DIRECTIVES
1. Reproduce word for word the passage of the People v. Gillis opinion from "At trial, after" up to and including "murdered the Ackermans.".
2. Carry on the People v. Gillis opinion from the point where its text ends.

EXCERPT PROVIDED

━━━━━━━━━━━━━━━━

People v. Gillis

TAYLOR, C.J.

(concurring in part and dissenting in part). I concur with the majority opinion that a defendant is no longer “in the perpetration of” an enumerated felony when he or she has reached a place of temporary safety. I also agree with the majority that “perpetration” may encompass acts beyond the definitional elements of the predicate felony to include acts committed within the res gestae of that felony. I dissent, however, from the majority’s application of this test to the facts of this case.

i

The facts are straightforward. Defendant was discovered by the homeowner right after he broke into the garage. Defendant fled the scene. The homeowner called 911 and was unsuccessful in an attempt to follow defendant, who got away in his car. Ten to fifteen minutes later, at a distance of at least ten miles from the scene of the home invasion, the police spotted a car matching the one the homeowner described and attempted to stop defendant. He did not stop, but fled and soon thereafter crashed into the Ackermans’ car, resulting in their deaths.

Defendant was charged with two counts of felony murder, with first-degree home invasion as the enumerated felony. Defendant waived his right to a preliminary examination. Before trial defendant moved to quash the felony-murder charges, arguing that he was no longer “in the perpetration of” the home invasion when the *143Ackermans were killed. An evidentiary hearing was held in which the homeowner and the state trooper who attempted to stop defendant testified. The trial court denied the motion to quash, finding that “this was a continuous uninterrupted by temporary safety action that was taken by this Defendant.”1

At trial, after the prosecutor rested his case, defense counsel moved for a directed verdict on the felony-murder charges, asserting that there was no nexus between the home invasion and the Ackermans’ deaths. The trial court denied the motion, stating that one could determine beyond a reasonable doubt that defendant, while in the perpetration of or attempt to perpetrate the home invasion, murdered the Ackermans.

As previously noted, the jury subsequently convicted defendant of two counts of felony murder. On appeal, the Court of Appeals reversed the felony-murder convictions in a split decision because defendant had already escaped from the scene of the home invasion and the Ackermans’ deaths were not a part of the continuous transaction of or immediately connected to the home invasion.

━━━━━━━━━━━━━━━━

Pointing records
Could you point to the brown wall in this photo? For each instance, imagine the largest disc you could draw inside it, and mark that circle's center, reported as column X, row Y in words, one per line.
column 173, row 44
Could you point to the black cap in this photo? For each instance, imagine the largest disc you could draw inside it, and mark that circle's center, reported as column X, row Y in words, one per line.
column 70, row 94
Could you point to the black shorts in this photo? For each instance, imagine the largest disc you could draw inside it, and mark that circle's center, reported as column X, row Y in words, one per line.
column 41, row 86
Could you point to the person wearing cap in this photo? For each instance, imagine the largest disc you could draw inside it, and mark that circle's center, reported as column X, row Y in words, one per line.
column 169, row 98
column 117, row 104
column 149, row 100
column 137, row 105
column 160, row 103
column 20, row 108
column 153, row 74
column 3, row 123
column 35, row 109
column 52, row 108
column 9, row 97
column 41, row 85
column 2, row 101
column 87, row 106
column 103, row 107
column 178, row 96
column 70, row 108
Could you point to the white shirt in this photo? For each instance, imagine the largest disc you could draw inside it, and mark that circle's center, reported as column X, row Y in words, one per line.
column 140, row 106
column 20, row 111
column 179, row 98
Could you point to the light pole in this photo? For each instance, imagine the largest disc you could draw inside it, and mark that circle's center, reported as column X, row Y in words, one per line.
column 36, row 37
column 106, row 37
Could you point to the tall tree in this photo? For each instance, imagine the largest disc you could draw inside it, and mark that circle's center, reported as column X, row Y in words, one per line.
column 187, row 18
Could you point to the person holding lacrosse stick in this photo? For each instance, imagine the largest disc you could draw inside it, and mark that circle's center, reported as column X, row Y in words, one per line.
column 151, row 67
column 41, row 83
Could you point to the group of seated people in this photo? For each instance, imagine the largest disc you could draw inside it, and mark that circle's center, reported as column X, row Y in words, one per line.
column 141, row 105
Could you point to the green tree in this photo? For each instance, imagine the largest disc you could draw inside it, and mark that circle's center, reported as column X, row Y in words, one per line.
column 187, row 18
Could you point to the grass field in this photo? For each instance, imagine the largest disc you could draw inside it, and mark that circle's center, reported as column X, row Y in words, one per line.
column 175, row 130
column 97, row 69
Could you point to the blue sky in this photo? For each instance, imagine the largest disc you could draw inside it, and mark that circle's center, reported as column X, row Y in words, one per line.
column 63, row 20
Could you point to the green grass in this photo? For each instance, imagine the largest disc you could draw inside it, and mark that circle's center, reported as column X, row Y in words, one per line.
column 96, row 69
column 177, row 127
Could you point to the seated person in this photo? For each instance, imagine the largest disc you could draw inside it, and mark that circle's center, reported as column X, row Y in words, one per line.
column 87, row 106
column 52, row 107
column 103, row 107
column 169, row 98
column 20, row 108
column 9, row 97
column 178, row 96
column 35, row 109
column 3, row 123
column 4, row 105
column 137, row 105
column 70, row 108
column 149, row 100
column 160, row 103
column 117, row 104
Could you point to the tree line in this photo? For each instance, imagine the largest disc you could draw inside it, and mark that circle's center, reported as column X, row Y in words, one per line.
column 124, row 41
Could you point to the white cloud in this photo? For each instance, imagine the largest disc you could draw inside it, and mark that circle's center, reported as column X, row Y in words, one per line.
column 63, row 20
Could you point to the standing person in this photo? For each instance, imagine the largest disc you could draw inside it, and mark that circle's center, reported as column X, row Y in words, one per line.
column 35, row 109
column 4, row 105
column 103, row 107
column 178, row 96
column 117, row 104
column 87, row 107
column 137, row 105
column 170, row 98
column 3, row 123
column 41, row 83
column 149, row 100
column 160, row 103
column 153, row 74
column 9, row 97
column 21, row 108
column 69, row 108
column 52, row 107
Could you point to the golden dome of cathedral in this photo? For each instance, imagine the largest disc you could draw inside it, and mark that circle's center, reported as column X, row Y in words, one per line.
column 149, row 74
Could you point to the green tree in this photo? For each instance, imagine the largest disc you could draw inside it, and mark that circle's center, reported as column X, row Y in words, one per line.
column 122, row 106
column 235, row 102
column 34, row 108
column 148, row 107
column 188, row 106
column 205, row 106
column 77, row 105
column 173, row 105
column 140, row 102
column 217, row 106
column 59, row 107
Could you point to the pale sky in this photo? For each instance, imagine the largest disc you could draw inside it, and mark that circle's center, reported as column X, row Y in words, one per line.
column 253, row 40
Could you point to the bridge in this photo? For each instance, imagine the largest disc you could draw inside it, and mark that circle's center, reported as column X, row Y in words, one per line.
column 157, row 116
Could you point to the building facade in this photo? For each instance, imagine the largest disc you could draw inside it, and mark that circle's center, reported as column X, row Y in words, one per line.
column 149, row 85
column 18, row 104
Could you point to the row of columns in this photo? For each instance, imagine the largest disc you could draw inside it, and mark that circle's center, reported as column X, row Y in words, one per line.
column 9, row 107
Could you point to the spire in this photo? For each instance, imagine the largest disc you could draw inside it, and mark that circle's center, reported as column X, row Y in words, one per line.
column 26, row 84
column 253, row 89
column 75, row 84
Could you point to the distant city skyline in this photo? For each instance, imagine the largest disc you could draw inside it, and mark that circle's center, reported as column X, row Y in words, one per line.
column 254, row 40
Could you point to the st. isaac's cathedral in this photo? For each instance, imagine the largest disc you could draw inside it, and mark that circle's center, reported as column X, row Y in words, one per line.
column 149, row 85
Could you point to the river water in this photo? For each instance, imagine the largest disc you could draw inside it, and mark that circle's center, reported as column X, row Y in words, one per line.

━━━━━━━━━━━━━━━━

ANSWERS BELOW
1.
At trial, after the prosecutor rested his case, defense counsel moved for a directed verdict on the felony-murder charges, asserting that there was no nexus between the home invasion and the Ackermans’ deaths. The trial court denied the motion, stating that one could determine beyond a reasonable doubt that defendant, while in the perpetration of or attempt to perpetrate the home invasion, murdered the Ackermans.

2.
*144ii

At the time of defendant’s trial, MCR 6.419(A) provided:

After the prosecutor has rested the prosecution’s case in chief and before the defendant presents proofs, the court on its own initiative may, or on the defendant’s motion must, direct a verdict of acquittal on any charged offense as to which the evidence is insufficient to support conviction.

When ruling on a motion for a directed verdict of acquittal, the trial court must determine whether, considering the evidence in a light most favorable to the prosecution, a rational trier of fact could have found that the essential elements of the crime were proven beyond a reasonable doubt. People v Hampton, 407 Mich 354, 368; 285 NW2d 284 (1979) (opinion by COLEMAN, C.J.). The test is not whether there was any evidence to support the conviction, but whether there was sufficient evidence to justify a rational trier of fact in finding guilt beyond a reasonable doubt. Id.

MCL 750.316 states in pertinent part:

(1) A person who commits any of the following is guilty of first degree murder and shall be punished by imprisonment for life:
(b) Murder committed in the perpetration of, or attempt to perpetrate,... home invasion in the first or second degree....

Whether a defendant is still “in the perpetration of” an enumerated felony when a homicide occurs is either a question of law or a question of fact depending on the *145strength of the evidence presented to the jury.2 Thus, if the evidence is such that a rational fact-finder could not conclude the defendant was still “in the perpetration of” an enumerated felony, the court should not submit the issue to the jury. The court is to decide the issue as a matter of law. I believe we deal with such a situation here.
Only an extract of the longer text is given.